══ Given entries ══
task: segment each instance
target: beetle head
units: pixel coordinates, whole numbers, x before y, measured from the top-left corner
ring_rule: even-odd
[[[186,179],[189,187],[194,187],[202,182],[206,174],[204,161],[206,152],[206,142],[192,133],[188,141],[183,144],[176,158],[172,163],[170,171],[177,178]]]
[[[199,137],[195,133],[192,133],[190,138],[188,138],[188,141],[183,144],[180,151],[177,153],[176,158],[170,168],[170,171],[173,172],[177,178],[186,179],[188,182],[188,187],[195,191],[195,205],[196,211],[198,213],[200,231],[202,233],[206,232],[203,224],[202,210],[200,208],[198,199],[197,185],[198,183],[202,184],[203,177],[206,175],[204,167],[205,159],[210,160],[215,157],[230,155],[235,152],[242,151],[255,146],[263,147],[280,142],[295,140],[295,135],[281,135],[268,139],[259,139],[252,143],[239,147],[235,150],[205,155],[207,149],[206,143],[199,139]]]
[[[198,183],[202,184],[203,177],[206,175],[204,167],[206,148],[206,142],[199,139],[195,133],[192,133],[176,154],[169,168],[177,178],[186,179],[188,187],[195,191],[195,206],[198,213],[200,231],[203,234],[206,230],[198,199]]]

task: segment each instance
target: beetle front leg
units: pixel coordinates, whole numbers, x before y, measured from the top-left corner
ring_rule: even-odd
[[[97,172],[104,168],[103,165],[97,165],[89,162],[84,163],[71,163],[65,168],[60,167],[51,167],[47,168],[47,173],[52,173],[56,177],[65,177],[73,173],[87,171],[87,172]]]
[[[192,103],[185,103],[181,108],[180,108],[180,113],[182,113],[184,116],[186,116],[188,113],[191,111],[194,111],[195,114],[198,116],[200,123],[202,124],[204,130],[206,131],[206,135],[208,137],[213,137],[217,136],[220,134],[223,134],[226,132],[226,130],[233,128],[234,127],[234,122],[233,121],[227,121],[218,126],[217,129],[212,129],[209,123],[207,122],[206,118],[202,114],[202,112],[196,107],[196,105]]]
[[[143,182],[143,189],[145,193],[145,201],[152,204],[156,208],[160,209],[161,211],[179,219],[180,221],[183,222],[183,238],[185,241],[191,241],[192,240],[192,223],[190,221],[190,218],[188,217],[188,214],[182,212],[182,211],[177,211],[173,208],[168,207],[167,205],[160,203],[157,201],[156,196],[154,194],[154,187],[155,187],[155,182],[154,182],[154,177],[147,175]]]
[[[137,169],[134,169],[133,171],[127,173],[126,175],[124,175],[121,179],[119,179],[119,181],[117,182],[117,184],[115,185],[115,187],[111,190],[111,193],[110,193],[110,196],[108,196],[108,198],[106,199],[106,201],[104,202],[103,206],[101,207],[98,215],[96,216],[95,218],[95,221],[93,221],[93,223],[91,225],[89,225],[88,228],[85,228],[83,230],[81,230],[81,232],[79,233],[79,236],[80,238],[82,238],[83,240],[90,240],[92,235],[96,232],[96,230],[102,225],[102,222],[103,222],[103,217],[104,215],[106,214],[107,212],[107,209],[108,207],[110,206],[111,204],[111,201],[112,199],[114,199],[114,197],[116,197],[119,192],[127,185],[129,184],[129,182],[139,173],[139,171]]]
═══
Go through the material line by line and work out how many lines include the string "target". Reply with the number only.

2